[Records from a collection]
---

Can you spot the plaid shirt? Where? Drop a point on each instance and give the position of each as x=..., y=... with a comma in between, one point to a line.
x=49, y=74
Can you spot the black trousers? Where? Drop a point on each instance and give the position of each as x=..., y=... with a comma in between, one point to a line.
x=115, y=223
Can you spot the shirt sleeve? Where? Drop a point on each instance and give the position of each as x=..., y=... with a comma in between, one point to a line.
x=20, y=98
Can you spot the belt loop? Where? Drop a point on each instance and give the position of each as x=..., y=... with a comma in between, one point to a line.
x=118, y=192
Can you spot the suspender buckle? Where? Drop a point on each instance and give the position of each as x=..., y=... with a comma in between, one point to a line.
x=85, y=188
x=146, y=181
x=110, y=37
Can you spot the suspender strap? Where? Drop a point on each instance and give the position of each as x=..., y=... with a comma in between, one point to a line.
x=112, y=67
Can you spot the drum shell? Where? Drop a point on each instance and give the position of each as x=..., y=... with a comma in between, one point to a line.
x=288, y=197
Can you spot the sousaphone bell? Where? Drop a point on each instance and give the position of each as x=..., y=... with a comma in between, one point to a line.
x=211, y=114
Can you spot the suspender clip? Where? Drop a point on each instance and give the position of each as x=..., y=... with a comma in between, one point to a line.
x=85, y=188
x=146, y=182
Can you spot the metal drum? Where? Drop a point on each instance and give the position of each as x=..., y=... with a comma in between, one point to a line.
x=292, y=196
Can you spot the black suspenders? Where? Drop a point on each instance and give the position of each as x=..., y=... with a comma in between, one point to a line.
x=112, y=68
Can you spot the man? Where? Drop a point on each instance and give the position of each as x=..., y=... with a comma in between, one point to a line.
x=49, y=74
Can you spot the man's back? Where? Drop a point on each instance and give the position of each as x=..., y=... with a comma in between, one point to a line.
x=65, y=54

---

Print the whole listing above again, word for word and without any changes.

Can you spot the plaid shirt? Where? Drop a point on each instance and give the position of each as x=..., y=... with a comma in between, one point to a line.
x=49, y=74
Can you spot the black trousers? Where? Drop a point on each instance and give the position of each as x=..., y=... with a comma in between, one point to a line.
x=115, y=223
Can you spot the shirt sleeve? Where? Drop a point on each instance and give the position of each as x=..., y=... with a comma in between, one point to a line.
x=20, y=98
Can you spot the belt loop? Where? Drop a point on each instance and give the position of each as x=..., y=... with a comma in between, one point to a line.
x=118, y=192
Can you spot the suspender buckle? Where? Drop a point on each instance and give the position of each as x=..., y=... with a comma in between, one point to a line.
x=85, y=188
x=146, y=181
x=110, y=37
Can you spot the suspender strap? Where? Drop a point on each instance and give the position of each as x=..., y=... with a comma in between, one point to a line.
x=112, y=67
Can you spot the drum shell? Where? Drop a point on each instance and give the position of each as x=..., y=... with a comma in between, one point to a line.
x=288, y=197
Can you spot the sousaphone bell? Where? Drop a point on each instance and give the position of each as x=..., y=... with a comma in between, one point to a line.
x=211, y=114
Can you spot the suspender clip? Where? Drop a point on each instance and give the position of each as x=..., y=... with a comma in between, one point to a line.
x=85, y=188
x=146, y=182
Can you spot the metal drum? Where? Drop a point on each instance and give the position of each as x=..., y=... with a comma in between, one point to a line.
x=292, y=196
Can you spot the black suspenders? Where? Drop a point on each instance and give the position of each as x=..., y=... with a comma in between, one point to a line.
x=112, y=68
Can you spot the man? Where? Drop a point on each instance and give the position of each as x=..., y=... with a comma in between, one point to a line.
x=49, y=74
Can you spot the man's back? Where? Drop a point on each instance and give the position of each as x=..., y=... with a comma in between, one point to a line.
x=65, y=54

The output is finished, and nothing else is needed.